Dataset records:

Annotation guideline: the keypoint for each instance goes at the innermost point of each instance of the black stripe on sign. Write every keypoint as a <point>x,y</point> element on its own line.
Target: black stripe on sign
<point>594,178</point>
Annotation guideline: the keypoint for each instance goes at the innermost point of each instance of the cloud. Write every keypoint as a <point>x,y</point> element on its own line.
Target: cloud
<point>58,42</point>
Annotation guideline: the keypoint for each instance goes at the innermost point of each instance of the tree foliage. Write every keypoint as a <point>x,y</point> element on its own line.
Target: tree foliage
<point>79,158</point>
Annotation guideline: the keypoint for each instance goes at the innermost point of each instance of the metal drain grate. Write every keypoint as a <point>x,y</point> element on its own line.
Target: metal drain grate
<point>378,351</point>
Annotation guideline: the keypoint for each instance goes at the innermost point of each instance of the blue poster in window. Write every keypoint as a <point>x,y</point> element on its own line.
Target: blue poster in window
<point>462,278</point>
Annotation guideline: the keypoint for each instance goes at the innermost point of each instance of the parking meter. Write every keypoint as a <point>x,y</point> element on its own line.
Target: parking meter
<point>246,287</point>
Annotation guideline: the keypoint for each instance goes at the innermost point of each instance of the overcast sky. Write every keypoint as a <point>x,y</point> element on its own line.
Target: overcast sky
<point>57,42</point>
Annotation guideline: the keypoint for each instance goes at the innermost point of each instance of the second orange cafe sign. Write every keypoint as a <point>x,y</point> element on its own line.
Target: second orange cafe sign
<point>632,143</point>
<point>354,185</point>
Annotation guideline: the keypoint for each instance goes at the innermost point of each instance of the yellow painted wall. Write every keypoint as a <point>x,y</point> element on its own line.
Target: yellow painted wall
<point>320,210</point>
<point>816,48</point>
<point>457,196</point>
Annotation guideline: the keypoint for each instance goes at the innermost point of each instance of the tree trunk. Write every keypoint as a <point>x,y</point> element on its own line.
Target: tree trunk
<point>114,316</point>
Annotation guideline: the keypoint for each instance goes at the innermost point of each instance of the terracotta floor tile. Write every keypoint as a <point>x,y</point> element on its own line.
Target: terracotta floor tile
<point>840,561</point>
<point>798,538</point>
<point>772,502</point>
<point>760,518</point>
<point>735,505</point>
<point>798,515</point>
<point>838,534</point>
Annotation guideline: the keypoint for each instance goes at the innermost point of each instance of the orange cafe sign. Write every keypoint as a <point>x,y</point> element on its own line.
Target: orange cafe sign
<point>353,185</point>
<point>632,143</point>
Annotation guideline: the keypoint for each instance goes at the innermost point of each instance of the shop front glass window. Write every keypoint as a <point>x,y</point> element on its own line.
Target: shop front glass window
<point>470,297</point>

WRITTEN REQUEST:
Output unchanged the lines from the one containing "of the cloud." through the one containing "<point>79,158</point>", including both of those lines.

RESULT:
Annotation guideline: the keypoint for each instance goes at the innermost point of each instance of the cloud. Write every keypoint as a <point>x,y</point> element on its own line.
Target: cloud
<point>58,42</point>
Annotation guideline: the keypoint for each instance goes at the innermost point of each instance of the tree foliage. Write every keypoint as a <point>x,y</point> element on its own line.
Target: tree foliage
<point>79,158</point>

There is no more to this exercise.